> **Textauszug**
+++

Die Erzählung von der Berufung Samuels spielt in einer Umbruchszeit. Im Volk Israel geht es ziemlich drunter und drüber; Schwierigkeiten gibt es mehr als genug. Die Verantwortlichen sind überfordert. Mit Samuel, dem Hörenden, kann Gott in der Zeit der Krise und des Niedergangs etwas Neues wirken. Wer ein hörendes Herz hat, mit dem oder der fängt etwas Neues an.

Das erlebe ich immer wieder

Hörend zu sein, ein Ohr für Andere zu haben, wie wich­tig ist das doch im Zusammenleben von uns Menschen! Wenn ich nicht mehr auf andere höre und wir uns nichts mehr zu sagen haben, dann ist es nicht gut um uns als Familie, als Freunde, als Gesellschaft bestellt. In meiner Arbeit als Seelsorger und Priester kann ich Menschen oft mehr durch Hinhören helfen, durch aufmerksames Zuhören, als durch Worte und gescheite Erklärungen. Vielleicht suchen Menschen gerade in unseren so unruhigen Tagen jemanden, der oder die ein Ohr für sie hat, ihnen einfach zuhört. Wie ein Gemälde eine Leinwand braucht, damit die Farben zum Leuchten kom­men, wie ein Saiteninstrument den Klangkörper benötigt, damit der Ton erklin­gen kann, so braucht ein Wort das Schweigen, das Zuhören. Hörende können neue Lebensräume öffnen für sich und andere. Sie leben und dienen dem Leben, als Mütter und Väter, Lehrerinnen und Erzieher, als Nachbarn oder Ehrenamtliche. Als Hörender werde ich selbst reich beschenkt, das erlebe ich immer wieder.

+++

> **Bereitgestellte Daten**
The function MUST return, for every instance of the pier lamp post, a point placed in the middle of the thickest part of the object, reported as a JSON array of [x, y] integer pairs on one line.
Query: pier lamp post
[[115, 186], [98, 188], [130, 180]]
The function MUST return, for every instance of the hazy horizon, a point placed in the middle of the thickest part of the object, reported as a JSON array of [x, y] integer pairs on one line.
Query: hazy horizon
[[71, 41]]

+++

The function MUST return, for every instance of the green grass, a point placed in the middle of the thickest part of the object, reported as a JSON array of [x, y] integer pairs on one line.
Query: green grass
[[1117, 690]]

+++

> **Aufgaben**
1. In welcher Zeit spielt laut dem Auszug über das Hören die Erzählung von der Berufung Samuels?
2. Setzen Sie den Auszug über das Hören nach seinem letzten Satz fort.

> **Lösungen**
1. In einer Umbruchszeit.

2.
Musik 3:  Francis Poulenc, O mes trés chers frères (aus: Quatre petites prières de Saint François d’Assise)

Bereit werden für Gott - das muss ich einüben

Offen werden für Gottes Ruf - das ist gar nicht so einfach. Es setzt vo­raus, dass ich hören will. Es setzt voraus: Ich lasse Unvorhergesehenes in meinem Leben zu und gehe mutig damit um, bin sozusagen in „Rufbereitschaft“. Dies braucht jedoch ein wenig Erfah­rung. Wie bei allen Beziehungen braucht es Zeit, um mit Gott vertraut zu werden. Meine Erfahrung ist: Vertrautsein mit Gott fällt nicht vom Himmel, es wächst allmählich. Mich für Gott öffnen, Stück für Stück und immer mehr, das kann und muss ich einüben. 

Zur Gottsuche gehört Ausdauer. Mir hat oft geholfen, wenn mir ältere Menschen mit ihrer Erfahrung zur Seite ste­hen, auch ältere Christinnen und Christen im Glauben. Falls ich aber selbst der Ältere bin, dann sollte ich aufmerksam hinhören: Welche Fragen haben diese jüngeren Menschen, was fordert sie heraus? Und auch: Was bedeutet ihnen Gott? Ich möchte nicht mein Wissen aufdrängen; das tut Eli ja auch nicht. Er deutet nicht den Willen Gottes für Samuel; denn er weiß, das ist nicht seine Aufgabe.

Ich brauche Rückmeldung und Ideen 

Schön ist es, wenn ältere und jüngere Menschen in der Gesellschaft wie in der Kirche ihre Erfah­rungen austauschen und teilen können. So lernen sie voneinander. Samuel hätte ohne Eli vielleicht nie erkannt, dass es die Stimme Gottes war, die ihn gerufen hat. Eli wiederum wird durch Samuel aus seiner Routine gerissen. Durch ihn findet er zu einer neuen Offenheit, denn trotz aller Erfahrung mit Gott sind Elis Antennen vielleicht ein wenig eingerostet. Auch das kenne ich als nicht mehr ganz junger Pfarrer – ich brauche Rückmeldung und Ideen von Jüngeren.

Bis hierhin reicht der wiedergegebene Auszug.